GIVEN PROBLEM ->
Rewrite everything from the start of the listing down to the line that contains "[248,462,301,491]", both ends included, keeping all wording unchanged. Multiply each bounding-box coordinate by 0.75 and round it to a whole number, with halves rounded up.

INFORMATION PROVIDED ->
* * * * *

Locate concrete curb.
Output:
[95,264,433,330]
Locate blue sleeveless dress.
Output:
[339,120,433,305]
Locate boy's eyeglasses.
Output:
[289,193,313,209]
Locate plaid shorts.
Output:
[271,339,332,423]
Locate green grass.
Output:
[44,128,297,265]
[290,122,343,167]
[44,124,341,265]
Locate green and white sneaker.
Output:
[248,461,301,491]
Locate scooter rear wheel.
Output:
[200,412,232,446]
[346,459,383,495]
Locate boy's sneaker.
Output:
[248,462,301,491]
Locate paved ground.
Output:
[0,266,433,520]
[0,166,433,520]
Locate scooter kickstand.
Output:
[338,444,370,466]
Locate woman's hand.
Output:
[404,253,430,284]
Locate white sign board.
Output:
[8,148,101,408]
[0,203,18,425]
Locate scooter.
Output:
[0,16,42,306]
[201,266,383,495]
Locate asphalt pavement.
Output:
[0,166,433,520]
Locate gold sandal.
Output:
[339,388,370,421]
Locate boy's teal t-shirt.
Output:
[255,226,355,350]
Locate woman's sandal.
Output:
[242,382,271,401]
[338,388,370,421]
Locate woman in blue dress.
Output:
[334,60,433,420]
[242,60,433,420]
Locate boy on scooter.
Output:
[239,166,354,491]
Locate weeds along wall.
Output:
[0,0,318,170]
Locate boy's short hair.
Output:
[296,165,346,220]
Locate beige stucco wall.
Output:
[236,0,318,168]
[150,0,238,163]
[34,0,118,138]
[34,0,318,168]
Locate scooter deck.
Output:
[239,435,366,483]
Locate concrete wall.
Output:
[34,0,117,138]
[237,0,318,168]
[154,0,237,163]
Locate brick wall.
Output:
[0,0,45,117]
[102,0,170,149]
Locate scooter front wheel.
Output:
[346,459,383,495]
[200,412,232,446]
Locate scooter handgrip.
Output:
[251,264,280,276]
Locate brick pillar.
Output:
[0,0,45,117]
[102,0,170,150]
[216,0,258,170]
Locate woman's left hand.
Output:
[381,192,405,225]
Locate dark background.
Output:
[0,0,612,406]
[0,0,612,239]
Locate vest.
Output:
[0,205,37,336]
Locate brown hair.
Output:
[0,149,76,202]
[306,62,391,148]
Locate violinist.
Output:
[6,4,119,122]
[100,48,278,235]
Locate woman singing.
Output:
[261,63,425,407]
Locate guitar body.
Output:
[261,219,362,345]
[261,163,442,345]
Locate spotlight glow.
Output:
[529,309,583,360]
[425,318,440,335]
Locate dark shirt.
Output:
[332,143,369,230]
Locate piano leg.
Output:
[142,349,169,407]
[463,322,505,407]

* * * * *

THE COMPLETED TASK ->
Locate concrete curb.
Output:
[71,198,325,248]
Locate blue sleeveless dress.
Output:
[254,90,325,229]
Locate boy's eyeglasses.
Output:
[217,145,235,157]
Locate plaid shorts.
Output:
[203,254,249,317]
Locate green grass.
Output:
[33,96,223,199]
[218,92,257,125]
[33,93,256,199]
Locate green and white sneaker.
Output:
[186,346,226,368]
Locate scooter rear wheel.
Output:
[150,309,174,335]
[260,344,287,371]
Locate boy's sneaker.
Output:
[186,347,226,368]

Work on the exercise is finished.